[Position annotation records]
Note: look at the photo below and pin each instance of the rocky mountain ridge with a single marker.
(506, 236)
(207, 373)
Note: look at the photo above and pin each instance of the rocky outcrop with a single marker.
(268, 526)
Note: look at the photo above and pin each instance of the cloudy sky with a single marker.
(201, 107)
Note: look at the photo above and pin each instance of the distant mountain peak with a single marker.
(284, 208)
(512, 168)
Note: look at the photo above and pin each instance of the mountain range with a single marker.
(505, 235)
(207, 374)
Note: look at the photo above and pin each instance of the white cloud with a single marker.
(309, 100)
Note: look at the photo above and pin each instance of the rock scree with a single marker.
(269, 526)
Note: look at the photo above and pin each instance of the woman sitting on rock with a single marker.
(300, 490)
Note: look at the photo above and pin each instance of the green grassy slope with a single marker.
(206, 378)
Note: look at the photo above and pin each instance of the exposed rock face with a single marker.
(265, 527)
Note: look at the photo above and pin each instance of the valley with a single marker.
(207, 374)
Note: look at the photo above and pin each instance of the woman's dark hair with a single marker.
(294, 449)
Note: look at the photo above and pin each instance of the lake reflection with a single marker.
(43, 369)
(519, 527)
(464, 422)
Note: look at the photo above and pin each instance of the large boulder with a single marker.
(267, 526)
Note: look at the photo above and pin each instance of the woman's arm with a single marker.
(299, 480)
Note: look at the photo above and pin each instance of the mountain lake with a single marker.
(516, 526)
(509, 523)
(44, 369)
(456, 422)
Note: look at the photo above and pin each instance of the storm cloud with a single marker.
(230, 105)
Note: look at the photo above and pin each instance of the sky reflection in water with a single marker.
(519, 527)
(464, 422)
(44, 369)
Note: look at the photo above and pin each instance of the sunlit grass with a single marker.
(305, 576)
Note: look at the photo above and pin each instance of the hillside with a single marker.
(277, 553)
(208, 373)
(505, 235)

Prompt: Write out all of the records above again, word for word and in the same order.

Result:
Note: look at the photo below and pin each instance of the rocky mountain ridge with a single marker.
(506, 236)
(207, 373)
Note: look at the photo above and pin each instance of the rocky outcrop with a single marker.
(268, 526)
Note: look at the photo above and pin each instance of the cloudy sky with a single marker.
(201, 107)
Note: look at the photo above and pin each instance of the distant mountain peak with a single marker.
(284, 208)
(512, 168)
Note: look at the photo above and pin each instance of the mountain range with a single marker.
(505, 235)
(207, 374)
Note: look at the photo above and pin each instance of the white cloud with a single marker.
(309, 100)
Note: look at the photo above and pin each instance of the rock scree with a single marker.
(269, 526)
Note: look at the photo above and pin each instance of the woman sitting on rock with a single marker.
(300, 490)
Note: look at the photo above and pin each instance of the green grassy slope with a single marker.
(206, 378)
Note: look at the photo above and pin each instance of the exposed rock face with a single marker.
(265, 527)
Note: look at the photo above and pin each instance of the valley with a single marker.
(207, 374)
Note: look at the photo above and pin each instance of the woman's dark hair with a single marker.
(294, 449)
Note: look at the photo above and pin each instance of the lake reflection with a single marker.
(43, 369)
(519, 527)
(464, 422)
Note: look at the photo above and pin each instance of the large boulder with a single marker.
(267, 526)
Note: look at the photo above and pin each instance of the woman's arm with a single marker.
(299, 480)
Note: look at the photo above and pin each instance of the mountain lake with a single marker.
(516, 526)
(509, 523)
(44, 369)
(456, 422)
Note: look at the photo above and pin each instance of the storm cloud with a single marker.
(230, 105)
Note: look at the photo above and pin each instance of the sky reflection in water with a single marker.
(519, 527)
(464, 422)
(44, 369)
Note: look at the photo above and pin each instance of the sunlit grass with a single marker.
(305, 576)
Note: look at the photo above and pin each instance of the hillside with a single marker.
(277, 553)
(208, 373)
(505, 235)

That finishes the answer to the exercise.